[Problems to solve]
A. From the art review, reproduce the passage from "The show’s centerpiece" up to and including "a noble lord.".
B. Translate this sentence from the art review into Spanish: "Twin gongs bring healing sounds, and one can sit on his drawing, within a shining circle of metal rope, for a sound bath."
C. Name every plant the art review counts among the Three Sisters.

The show’s centerpiece may look unappetizing, too, and its mythic aspirations a bit much as well. Coral inspires its crusty metal forms, but for him coral is no more than natural growth, and the forms include the Three Sisters of corn, squash, and beans. (They appear on the billboard, too.) If the work, Disease Throwers, sounds threatening itself, Maravilla is a cancer survivor, and he means those healing plants to throw disease to the winds. Twin gongs bring healing sounds, and one can sit on his drawing, within a shining circle of metal rope, for a sound bath. Had the three sisters in Macbeth been so comforting, Macbeth would have lived to a ripe old age as a noble lord.

Doors by Sam Moyer across from the Plaza Hotel, through September 12, may seem impenetrable, given their weight. Yet they open onto the imagination and the city, through September 12. He lends material quarried from New York itself a painter’s impasto, much as at Sean Kelly through this past April 24. In front of Rockefeller Center, succeeded by an even more hideous contribution by KAWS, Sanford Biggers wants his art to be weightier still. An enthroned figure with stereotypical African features and of uncertain sex bears the gilded torch of Lady Liberty rather than a scepter, as Oracle. At nearly three stories tall, it might feel every right to mock the artist’s pretensions and my derision.

[Data provided]

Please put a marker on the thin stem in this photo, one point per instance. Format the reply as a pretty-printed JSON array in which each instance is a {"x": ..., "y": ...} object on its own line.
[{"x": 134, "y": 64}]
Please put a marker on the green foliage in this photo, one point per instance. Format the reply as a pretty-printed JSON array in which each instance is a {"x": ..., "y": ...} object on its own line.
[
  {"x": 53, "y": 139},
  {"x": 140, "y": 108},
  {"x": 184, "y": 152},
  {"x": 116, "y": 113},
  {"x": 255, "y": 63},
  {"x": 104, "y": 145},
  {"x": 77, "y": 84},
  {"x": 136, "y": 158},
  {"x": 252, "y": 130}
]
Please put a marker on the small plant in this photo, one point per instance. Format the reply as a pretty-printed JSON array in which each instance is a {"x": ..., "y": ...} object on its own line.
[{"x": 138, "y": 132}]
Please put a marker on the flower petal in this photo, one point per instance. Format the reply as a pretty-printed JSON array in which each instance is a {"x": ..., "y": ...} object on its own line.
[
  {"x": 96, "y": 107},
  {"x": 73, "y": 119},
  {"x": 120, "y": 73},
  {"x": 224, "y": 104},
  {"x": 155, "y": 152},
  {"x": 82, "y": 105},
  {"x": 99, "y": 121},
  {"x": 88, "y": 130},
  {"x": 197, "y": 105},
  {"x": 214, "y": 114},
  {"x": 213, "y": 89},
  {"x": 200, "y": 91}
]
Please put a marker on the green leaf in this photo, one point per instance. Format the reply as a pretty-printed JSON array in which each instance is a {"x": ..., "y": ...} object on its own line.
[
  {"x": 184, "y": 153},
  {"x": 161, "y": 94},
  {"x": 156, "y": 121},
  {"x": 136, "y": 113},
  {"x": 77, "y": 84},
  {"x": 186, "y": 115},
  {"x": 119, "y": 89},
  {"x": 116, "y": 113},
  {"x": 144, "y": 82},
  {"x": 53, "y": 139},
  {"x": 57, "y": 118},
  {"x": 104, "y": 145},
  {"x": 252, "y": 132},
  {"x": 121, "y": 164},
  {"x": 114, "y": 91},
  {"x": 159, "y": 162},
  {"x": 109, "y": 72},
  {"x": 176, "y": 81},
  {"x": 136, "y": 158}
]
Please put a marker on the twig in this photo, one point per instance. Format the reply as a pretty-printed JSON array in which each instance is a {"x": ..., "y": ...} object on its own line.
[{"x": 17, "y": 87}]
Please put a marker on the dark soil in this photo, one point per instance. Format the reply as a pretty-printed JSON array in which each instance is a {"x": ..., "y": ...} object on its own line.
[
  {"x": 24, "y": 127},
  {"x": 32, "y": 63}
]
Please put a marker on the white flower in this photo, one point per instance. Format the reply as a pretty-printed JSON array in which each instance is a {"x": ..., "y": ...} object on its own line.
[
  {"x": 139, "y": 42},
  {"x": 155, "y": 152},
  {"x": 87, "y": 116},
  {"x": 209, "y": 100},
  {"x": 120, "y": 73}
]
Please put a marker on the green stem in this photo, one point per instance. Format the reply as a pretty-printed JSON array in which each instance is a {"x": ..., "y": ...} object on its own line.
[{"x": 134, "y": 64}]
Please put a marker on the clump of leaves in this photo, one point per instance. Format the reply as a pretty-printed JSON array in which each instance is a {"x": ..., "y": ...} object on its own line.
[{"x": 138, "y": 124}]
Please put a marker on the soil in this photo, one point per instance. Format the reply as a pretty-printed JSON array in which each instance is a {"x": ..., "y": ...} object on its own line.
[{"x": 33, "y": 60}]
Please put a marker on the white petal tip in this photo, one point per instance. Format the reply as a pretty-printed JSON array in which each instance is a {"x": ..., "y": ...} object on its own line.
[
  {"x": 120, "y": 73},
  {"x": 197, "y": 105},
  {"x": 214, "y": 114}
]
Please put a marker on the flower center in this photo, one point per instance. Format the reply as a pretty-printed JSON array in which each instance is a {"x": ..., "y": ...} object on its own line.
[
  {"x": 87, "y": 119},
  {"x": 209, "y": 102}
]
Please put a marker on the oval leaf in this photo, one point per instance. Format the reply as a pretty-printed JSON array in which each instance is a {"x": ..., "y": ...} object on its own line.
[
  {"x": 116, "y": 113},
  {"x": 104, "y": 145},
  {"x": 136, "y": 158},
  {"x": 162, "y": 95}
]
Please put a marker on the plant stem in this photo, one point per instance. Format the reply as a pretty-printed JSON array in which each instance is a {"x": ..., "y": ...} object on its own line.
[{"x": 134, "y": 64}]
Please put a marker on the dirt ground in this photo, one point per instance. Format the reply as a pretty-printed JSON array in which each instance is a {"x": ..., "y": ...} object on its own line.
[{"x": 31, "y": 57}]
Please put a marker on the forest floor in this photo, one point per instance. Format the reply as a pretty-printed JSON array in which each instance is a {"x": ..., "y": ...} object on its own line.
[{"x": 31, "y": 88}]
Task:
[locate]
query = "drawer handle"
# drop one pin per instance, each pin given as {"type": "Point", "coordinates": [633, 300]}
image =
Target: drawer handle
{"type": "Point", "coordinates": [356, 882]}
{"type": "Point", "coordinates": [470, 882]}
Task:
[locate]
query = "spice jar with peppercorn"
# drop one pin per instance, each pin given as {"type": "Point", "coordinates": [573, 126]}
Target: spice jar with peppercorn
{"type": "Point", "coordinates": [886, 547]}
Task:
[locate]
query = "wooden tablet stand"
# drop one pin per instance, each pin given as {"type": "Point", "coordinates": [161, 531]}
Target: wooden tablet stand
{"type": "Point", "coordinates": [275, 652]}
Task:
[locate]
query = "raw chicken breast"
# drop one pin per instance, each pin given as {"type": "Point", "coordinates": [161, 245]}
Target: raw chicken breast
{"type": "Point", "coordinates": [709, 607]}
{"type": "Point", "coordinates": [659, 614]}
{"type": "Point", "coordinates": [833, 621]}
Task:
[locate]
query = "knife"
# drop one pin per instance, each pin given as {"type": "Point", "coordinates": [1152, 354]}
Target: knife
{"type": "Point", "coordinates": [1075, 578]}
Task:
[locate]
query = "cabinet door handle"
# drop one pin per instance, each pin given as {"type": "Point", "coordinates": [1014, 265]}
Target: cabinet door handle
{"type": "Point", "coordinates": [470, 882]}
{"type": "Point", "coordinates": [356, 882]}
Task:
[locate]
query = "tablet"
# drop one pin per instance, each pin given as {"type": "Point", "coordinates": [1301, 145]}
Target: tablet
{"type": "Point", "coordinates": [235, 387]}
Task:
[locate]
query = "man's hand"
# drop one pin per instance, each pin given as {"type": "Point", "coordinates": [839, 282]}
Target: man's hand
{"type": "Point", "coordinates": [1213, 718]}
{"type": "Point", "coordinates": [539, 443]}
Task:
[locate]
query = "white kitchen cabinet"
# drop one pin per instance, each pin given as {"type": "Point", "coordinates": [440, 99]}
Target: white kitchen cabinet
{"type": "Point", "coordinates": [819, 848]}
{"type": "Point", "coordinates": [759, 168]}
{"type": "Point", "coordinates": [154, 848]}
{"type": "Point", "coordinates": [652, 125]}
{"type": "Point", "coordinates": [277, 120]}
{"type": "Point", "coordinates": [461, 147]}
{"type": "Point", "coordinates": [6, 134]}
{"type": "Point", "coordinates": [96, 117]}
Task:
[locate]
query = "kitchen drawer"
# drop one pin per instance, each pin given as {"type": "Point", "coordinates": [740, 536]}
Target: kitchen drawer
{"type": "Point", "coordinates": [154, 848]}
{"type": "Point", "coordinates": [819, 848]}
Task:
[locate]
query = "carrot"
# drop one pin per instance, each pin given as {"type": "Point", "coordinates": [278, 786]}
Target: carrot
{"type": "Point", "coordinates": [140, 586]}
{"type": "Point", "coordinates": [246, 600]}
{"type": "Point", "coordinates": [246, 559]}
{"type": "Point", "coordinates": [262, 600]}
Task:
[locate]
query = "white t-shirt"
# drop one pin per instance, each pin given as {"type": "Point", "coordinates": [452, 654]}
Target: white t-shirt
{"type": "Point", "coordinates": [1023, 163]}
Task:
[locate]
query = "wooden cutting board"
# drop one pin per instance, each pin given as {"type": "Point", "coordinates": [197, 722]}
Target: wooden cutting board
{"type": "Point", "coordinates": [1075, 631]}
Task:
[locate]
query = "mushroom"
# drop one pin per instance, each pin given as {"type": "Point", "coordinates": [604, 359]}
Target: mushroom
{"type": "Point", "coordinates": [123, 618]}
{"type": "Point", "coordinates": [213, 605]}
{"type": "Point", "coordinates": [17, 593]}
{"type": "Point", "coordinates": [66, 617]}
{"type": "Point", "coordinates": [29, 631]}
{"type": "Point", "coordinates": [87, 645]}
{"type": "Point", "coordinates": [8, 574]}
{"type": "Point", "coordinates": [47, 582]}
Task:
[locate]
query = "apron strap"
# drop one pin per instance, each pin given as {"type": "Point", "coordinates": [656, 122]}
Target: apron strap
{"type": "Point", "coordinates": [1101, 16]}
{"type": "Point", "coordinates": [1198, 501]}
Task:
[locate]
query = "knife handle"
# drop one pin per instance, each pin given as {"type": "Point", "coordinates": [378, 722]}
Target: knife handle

[Responses in order]
A.
The show’s centerpiece may look unappetizing, too, and its mythic aspirations a bit much as well. Coral inspires its crusty metal forms, but for him coral is no more than natural growth, and the forms include the Three Sisters of corn, squash, and beans. (They appear on the billboard, too.) If the work, Disease Throwers, sounds threatening itself, Maravilla is a cancer survivor, and he means those healing plants to throw disease to the winds. Twin gongs bring healing sounds, and one can sit on his drawing, within a shining circle of metal rope, for a sound bath. Had the three sisters in Macbeth been so comforting, Macbeth would have lived to a ripe old age as a noble lord.

B. Dos gongs gemelos producen sonidos sanadores, y uno puede sentarse sobre su dibujo, dentro de un reluciente círculo de cuerda metálica, para darse un baño de sonido.

C. Corn, squash, beans